§ **TASK BRIEF**
After locating the line that contains "of the male", transcribe exactly that line and each one after it until the data ends, skipping pictures.

(Items from a dataset)

──────────

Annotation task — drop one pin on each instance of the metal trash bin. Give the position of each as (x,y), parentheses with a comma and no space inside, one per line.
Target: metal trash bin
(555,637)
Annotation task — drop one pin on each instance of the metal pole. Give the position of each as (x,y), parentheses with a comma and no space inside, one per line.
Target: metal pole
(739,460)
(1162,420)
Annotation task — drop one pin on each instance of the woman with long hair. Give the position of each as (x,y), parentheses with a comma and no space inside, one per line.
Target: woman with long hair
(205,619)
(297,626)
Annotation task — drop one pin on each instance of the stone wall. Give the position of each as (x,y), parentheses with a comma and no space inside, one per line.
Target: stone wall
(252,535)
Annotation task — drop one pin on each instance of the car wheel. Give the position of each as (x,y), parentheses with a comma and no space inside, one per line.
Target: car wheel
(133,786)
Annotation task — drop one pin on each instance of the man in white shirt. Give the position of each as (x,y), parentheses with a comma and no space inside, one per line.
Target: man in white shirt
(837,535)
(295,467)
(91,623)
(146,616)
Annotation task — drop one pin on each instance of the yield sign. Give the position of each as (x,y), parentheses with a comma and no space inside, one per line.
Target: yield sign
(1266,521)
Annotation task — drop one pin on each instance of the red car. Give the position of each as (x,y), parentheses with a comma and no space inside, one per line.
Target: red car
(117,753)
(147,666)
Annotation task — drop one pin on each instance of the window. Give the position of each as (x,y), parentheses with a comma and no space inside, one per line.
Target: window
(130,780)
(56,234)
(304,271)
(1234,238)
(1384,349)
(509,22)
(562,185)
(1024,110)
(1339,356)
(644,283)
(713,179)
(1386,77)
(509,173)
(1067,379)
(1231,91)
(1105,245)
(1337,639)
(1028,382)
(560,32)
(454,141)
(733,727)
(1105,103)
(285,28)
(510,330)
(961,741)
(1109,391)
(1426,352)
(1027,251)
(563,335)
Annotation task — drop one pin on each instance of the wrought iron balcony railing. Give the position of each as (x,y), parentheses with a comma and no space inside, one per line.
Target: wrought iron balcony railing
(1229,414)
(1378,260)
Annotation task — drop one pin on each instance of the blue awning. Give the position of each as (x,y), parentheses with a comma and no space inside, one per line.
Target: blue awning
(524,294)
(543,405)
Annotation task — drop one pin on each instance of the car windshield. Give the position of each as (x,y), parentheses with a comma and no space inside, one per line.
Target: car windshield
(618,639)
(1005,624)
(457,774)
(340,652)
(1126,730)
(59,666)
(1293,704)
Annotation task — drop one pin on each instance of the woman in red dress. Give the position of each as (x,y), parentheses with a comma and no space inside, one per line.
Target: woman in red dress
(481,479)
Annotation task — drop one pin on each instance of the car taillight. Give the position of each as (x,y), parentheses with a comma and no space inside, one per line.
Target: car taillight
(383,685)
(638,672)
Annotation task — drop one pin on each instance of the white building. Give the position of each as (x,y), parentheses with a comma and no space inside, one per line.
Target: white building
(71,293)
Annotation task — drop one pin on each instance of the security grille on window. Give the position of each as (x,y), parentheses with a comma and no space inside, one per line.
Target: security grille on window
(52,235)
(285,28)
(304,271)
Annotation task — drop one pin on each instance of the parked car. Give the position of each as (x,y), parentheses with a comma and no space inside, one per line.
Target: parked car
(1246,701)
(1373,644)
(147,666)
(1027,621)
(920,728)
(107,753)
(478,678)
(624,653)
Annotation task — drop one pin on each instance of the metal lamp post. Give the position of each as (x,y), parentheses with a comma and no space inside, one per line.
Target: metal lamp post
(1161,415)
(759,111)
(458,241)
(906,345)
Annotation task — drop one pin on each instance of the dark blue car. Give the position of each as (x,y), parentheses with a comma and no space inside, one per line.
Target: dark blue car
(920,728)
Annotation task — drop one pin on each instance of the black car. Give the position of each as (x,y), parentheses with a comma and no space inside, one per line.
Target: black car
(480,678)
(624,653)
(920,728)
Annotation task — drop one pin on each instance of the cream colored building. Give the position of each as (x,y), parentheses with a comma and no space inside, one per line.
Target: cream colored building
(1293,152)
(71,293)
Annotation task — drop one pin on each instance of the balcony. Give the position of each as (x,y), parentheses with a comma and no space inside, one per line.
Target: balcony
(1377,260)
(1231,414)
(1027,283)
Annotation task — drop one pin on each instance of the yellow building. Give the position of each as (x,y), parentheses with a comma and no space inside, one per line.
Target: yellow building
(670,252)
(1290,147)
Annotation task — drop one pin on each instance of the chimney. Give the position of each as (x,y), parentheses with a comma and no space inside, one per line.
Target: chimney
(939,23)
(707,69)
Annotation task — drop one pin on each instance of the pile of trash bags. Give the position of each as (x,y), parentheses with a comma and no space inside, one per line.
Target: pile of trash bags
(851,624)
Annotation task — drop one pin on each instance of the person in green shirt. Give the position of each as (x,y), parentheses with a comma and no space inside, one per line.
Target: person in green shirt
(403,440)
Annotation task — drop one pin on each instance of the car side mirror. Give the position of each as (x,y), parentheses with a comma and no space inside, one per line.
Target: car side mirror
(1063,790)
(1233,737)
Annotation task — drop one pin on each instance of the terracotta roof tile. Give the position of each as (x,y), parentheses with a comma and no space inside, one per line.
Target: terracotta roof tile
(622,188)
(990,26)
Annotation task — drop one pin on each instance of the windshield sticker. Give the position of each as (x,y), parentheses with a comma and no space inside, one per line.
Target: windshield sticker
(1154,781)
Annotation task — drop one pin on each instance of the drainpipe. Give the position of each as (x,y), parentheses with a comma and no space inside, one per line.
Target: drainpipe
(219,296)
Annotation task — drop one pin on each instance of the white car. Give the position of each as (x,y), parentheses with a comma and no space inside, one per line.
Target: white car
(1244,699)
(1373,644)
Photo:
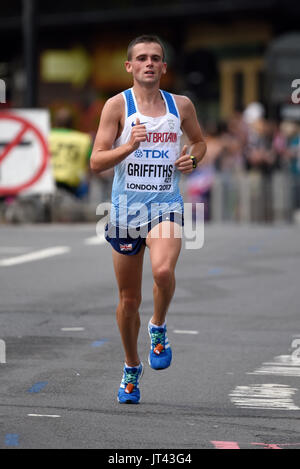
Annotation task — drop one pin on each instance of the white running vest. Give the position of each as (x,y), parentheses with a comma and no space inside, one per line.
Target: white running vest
(146,183)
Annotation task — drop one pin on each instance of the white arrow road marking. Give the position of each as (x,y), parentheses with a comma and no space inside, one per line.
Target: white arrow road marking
(264,396)
(283,365)
(41,415)
(35,256)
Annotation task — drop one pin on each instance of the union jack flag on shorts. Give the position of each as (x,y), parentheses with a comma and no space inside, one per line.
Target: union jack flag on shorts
(126,247)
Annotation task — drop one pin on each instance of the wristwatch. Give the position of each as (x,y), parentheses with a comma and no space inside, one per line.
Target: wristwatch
(194,160)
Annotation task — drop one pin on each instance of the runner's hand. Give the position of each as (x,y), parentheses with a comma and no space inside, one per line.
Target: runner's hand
(184,162)
(138,134)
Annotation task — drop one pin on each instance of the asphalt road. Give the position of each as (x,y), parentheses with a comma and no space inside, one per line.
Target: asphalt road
(233,326)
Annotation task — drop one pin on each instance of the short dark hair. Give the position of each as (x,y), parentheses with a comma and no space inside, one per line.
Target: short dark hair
(142,39)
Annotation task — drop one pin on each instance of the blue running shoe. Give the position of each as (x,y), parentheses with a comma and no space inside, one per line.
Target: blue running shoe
(160,355)
(129,392)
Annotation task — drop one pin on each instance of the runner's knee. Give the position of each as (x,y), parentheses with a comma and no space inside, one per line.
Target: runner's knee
(162,276)
(130,303)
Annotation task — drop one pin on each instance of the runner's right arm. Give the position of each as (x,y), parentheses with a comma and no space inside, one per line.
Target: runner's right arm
(103,155)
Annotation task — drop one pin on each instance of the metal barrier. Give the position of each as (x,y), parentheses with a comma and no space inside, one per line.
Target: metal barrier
(247,197)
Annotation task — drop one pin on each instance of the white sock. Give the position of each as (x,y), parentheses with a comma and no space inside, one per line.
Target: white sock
(154,325)
(126,366)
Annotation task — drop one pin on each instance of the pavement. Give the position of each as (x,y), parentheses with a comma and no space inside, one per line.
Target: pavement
(233,326)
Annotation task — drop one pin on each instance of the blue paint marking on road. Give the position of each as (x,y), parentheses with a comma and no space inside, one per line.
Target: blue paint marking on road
(215,271)
(98,343)
(12,439)
(37,387)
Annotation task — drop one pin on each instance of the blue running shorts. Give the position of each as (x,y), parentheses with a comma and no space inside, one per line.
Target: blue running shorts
(130,246)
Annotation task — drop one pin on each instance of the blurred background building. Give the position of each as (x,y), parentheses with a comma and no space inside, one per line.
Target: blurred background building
(236,59)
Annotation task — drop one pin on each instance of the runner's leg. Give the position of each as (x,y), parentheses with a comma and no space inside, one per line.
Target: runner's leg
(164,252)
(128,270)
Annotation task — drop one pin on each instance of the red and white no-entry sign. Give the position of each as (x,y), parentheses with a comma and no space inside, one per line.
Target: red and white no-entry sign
(24,156)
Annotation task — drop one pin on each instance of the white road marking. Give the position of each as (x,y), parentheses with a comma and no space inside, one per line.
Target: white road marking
(13,249)
(283,365)
(41,415)
(95,240)
(2,351)
(264,396)
(35,256)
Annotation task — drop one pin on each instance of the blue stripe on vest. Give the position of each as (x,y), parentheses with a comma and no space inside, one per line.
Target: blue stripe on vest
(130,103)
(171,104)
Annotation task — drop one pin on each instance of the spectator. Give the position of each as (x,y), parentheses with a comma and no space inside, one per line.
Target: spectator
(291,131)
(70,152)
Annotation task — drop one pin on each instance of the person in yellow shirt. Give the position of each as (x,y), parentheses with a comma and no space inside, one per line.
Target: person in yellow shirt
(70,152)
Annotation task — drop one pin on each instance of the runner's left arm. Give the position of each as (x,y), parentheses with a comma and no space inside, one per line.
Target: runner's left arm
(193,132)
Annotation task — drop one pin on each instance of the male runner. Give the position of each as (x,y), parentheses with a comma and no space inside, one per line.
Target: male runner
(139,135)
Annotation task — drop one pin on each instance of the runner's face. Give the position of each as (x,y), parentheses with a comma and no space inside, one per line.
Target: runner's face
(146,64)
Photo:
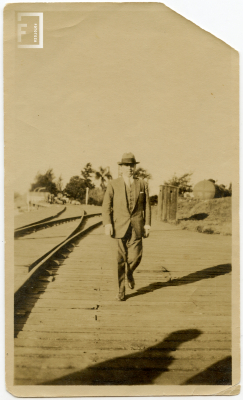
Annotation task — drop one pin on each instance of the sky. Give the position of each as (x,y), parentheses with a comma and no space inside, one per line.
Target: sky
(105,83)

──────────

§ **EXERCISE SOLUTION**
Annotation task — drop one pin on each instance of the male runner. Give the position of each as (x,y), parentheses with a comma and no space inside, one per line.
Target: male runner
(139,135)
Annotation task — drop one pin on each instance of the runner's face. Give the position of each as (x,y), parentheses with a comma and no space inside, one per line.
Target: runner's face
(146,64)
Photo:
Annotation task — drop one pin on each instance of the sky. Give the position of each as (x,y), parentheses with a comma and no space inside, one per line.
Target: sky
(105,83)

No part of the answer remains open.